● DESCRIPTION OF THE TASK
Print the article on blood pressure and diabetes in full, word for word.

======== QUOTED PASSAGE ========

Blood pressure link to diabetes

People with high blood pressure are almost 60% more likely to develop diabetes, research on 4.1m people has shown.

The Oxford University study provides the strongest evidence yet of a link between the two conditions.

Experts behind the study said more research was needed to see whether using drugs to lower blood pressure would help prevent people developing Type 2 diabetes.

Kazem Rahimi, deputy director of the George Institute for Global Health UK at Oxford, which carried out the study, said: “This is potentially a game changer in the understanding and treatment of diabetes.

“Diabetes affects more than 400m people worldwide and we know that diabetics are more likely to suffer from cardiovascular disease such as heart attacks, stroke and heart failure.

“We can’t say for certain that one causes the other, but this study helps to connect the dots, showing that if you have high blood pressure there is a significantly greater chance of developing diabetes.

“Understanding the link will help us better communicate risks to patients and can provide another motivation for patients and doctors to aim for tight blood pressure control.”

The research on UK adults was published in the Journal of the American College of Cardiology.

High blood pressure was linked with new cases of diabetes in a wide range of individuals, including people of varying ages, as well as those of a normal weight, overweight, and obese.

Prof Rahimi said: “At a minimum we know for certain that the link exists, but is high blood pressure a cause of diabetes or just a risk factor? We still don’t know. In particular researchers can now look at whether lowering blood pressure is an effective treatment or reduces the risk of getting diabetes.”

Around 10% of Ireland’s health budget goes towards treating the disease and the complications it can cause for patients.

Diabetes affects more than 250,000 people in Ireland. The cost of diabetes is over €730m annually, with over 60% spent on treating the complications of the disease.

======== RECORDS ========

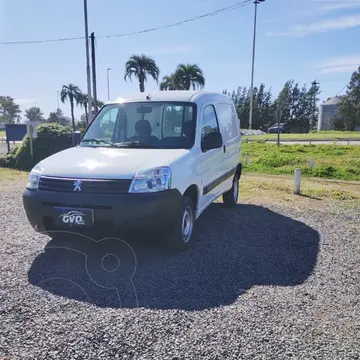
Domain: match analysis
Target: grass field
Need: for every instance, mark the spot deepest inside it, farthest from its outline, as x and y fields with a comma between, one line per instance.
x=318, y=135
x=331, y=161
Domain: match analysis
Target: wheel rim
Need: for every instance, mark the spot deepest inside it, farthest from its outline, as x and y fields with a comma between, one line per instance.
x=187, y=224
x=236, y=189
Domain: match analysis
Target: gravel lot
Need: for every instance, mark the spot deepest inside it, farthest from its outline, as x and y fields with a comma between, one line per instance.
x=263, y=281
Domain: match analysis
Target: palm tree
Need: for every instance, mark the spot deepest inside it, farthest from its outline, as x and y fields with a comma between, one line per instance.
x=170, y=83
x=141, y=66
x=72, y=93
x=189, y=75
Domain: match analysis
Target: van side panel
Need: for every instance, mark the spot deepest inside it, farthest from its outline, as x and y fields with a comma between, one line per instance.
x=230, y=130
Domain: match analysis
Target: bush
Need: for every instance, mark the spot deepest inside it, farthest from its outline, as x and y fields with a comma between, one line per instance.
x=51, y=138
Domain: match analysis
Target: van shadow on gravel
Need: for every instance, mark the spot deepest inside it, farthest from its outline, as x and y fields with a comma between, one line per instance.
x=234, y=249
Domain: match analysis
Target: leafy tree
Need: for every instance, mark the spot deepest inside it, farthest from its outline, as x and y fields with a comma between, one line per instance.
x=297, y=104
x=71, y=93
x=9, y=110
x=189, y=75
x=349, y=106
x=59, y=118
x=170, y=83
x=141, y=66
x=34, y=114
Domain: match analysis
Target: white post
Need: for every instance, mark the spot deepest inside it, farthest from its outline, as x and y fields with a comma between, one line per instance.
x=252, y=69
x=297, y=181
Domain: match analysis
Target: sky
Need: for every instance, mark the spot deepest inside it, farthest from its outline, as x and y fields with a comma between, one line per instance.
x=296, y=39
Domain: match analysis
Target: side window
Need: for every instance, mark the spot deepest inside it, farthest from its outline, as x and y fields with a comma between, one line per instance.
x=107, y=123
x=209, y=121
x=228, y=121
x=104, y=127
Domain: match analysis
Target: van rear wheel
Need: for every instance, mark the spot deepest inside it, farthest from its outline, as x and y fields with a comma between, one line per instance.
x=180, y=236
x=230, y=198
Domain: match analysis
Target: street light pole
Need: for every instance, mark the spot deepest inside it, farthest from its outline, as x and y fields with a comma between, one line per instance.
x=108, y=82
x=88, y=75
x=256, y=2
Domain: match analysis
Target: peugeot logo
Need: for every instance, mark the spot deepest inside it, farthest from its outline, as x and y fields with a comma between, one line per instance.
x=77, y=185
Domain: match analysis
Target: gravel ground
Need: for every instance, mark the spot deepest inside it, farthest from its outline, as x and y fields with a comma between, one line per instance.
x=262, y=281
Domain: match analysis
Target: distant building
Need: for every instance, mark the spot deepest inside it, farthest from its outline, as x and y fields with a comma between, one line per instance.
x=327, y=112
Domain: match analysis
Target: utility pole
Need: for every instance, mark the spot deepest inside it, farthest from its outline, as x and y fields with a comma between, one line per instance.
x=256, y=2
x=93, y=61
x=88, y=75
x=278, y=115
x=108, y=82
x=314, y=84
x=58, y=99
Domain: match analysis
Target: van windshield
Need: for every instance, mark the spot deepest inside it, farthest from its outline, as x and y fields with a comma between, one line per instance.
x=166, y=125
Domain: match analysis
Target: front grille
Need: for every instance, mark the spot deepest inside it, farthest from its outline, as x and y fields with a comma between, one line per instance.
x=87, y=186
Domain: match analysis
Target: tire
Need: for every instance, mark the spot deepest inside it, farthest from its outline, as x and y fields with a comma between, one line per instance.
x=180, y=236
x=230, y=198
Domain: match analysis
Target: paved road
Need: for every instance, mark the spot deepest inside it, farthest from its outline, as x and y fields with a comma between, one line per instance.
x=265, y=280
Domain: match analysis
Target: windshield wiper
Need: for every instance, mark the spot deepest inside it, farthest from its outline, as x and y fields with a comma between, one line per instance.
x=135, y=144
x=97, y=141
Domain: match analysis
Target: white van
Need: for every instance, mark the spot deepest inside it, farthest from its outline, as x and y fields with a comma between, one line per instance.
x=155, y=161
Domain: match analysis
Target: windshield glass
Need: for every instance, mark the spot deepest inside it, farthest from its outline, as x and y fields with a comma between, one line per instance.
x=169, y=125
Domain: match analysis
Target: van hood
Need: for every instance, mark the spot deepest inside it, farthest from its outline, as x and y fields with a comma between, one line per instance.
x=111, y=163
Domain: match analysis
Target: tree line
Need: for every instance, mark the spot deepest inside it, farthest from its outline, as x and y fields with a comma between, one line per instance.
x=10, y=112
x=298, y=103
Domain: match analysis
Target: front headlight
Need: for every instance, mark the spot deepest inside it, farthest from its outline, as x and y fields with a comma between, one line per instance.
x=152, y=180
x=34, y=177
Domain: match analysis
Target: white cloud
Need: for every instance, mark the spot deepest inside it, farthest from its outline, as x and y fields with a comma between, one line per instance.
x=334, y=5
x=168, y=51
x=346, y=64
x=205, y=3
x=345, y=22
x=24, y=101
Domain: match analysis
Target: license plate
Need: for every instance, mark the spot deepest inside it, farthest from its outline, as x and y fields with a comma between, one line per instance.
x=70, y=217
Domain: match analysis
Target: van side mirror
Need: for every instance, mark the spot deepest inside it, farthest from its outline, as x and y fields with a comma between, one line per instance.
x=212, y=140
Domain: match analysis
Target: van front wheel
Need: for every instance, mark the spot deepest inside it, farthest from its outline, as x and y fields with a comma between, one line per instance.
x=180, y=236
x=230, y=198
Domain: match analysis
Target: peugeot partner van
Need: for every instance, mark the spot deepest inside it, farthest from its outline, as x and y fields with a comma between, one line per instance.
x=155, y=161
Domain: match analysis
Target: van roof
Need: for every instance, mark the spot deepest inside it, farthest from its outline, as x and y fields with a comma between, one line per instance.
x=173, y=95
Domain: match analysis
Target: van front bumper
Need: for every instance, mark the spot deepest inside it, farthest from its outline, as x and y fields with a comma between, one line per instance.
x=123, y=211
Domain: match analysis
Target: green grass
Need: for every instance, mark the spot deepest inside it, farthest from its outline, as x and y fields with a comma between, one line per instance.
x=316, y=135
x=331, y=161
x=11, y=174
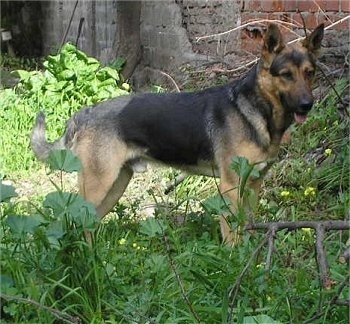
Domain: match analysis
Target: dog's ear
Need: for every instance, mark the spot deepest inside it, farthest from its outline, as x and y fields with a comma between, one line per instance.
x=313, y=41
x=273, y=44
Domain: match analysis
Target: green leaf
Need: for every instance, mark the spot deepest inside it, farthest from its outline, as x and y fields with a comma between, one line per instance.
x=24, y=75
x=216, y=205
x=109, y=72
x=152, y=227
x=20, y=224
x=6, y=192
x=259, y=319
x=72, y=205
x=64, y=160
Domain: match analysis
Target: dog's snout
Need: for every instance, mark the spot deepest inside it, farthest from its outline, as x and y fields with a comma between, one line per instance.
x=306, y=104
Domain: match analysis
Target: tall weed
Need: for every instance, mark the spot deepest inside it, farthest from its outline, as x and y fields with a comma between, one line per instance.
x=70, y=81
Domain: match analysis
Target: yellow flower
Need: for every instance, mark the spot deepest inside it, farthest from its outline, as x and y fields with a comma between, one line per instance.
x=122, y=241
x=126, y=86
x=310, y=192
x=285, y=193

========
======== RECORDS ========

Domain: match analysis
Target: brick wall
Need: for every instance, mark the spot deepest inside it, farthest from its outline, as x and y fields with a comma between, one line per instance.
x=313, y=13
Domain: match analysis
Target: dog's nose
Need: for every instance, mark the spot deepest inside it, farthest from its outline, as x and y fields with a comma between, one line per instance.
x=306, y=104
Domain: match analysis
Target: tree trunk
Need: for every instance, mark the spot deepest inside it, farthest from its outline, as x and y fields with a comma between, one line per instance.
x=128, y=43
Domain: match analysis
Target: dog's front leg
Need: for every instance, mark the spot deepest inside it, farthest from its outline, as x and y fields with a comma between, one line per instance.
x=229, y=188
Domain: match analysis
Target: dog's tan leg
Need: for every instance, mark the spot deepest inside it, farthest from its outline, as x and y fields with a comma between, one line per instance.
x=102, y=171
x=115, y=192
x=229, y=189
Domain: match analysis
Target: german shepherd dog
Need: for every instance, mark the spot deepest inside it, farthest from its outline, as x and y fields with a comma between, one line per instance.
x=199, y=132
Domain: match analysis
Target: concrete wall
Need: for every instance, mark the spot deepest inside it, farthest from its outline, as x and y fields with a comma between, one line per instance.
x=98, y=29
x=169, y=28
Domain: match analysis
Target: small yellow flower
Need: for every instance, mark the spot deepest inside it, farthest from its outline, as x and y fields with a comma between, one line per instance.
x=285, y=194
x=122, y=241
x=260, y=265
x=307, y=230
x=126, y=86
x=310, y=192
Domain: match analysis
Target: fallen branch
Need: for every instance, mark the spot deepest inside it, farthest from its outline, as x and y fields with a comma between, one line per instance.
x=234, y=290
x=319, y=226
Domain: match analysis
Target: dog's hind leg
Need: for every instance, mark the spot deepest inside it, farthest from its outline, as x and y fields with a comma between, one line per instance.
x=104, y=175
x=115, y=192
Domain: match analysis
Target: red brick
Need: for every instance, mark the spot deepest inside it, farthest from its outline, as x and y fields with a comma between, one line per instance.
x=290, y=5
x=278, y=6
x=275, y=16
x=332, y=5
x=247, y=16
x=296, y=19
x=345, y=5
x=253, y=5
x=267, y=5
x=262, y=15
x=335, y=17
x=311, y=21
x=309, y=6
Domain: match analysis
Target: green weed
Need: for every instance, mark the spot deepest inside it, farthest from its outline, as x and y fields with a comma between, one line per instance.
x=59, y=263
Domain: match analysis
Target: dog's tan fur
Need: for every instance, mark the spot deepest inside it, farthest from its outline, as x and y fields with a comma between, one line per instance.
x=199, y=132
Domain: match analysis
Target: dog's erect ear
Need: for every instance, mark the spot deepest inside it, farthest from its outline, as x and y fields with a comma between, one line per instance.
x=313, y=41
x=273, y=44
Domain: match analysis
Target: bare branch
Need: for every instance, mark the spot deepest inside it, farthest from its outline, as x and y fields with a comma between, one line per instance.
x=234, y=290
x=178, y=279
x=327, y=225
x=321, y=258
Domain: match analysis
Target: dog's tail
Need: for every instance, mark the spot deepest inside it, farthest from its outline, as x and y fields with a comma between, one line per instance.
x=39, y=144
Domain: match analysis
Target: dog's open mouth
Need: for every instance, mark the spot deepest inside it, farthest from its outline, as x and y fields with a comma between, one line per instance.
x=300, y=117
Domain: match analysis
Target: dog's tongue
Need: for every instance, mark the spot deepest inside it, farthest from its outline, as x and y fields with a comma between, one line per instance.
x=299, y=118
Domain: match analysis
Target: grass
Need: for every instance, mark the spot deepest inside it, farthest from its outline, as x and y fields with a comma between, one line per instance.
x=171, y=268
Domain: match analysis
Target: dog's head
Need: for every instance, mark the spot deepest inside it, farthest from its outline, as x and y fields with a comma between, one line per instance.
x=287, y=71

========

● ANSWER TO THIS EXERCISE
Blood pressure link to diabetes

People with high blood pressure are almost 60% more likely to develop diabetes, research on 4.1m people has shown.

The Oxford University study provides the strongest evidence yet of a link between the two conditions.

Experts behind the study said more research was needed to see whether using drugs to lower blood pressure would help prevent people developing Type 2 diabetes.

Kazem Rahimi, deputy director of the George Institute for Global Health UK at Oxford, which carried out the study, said: “This is potentially a game changer in the understanding and treatment of diabetes.

“Diabetes affects more than 400m people worldwide and we know that diabetics are more likely to suffer from cardiovascular disease such as heart attacks, stroke and heart failure.

“We can’t say for certain that one causes the other, but this study helps to connect the dots, showing that if you have high blood pressure there is a significantly greater chance of developing diabetes.

“Understanding the link will help us better communicate risks to patients and can provide another motivation for patients and doctors to aim for tight blood pressure control.”

The research on UK adults was published in the Journal of the American College of Cardiology.

High blood pressure was linked with new cases of diabetes in a wide range of individuals, including people of varying ages, as well as those of a normal weight, overweight, and obese.

Prof Rahimi said: “At a minimum we know for certain that the link exists, but is high blood pressure a cause of diabetes or just a risk factor? We still don’t know. In particular researchers can now look at whether lowering blood pressure is an effective treatment or reduces the risk of getting diabetes.”

Around 10% of Ireland’s health budget goes towards treating the disease and the complications it can cause for patients.

Diabetes affects more than 250,000 people in Ireland. The cost of diabetes is over €730m annually, with over 60% spent on treating the complications of the disease.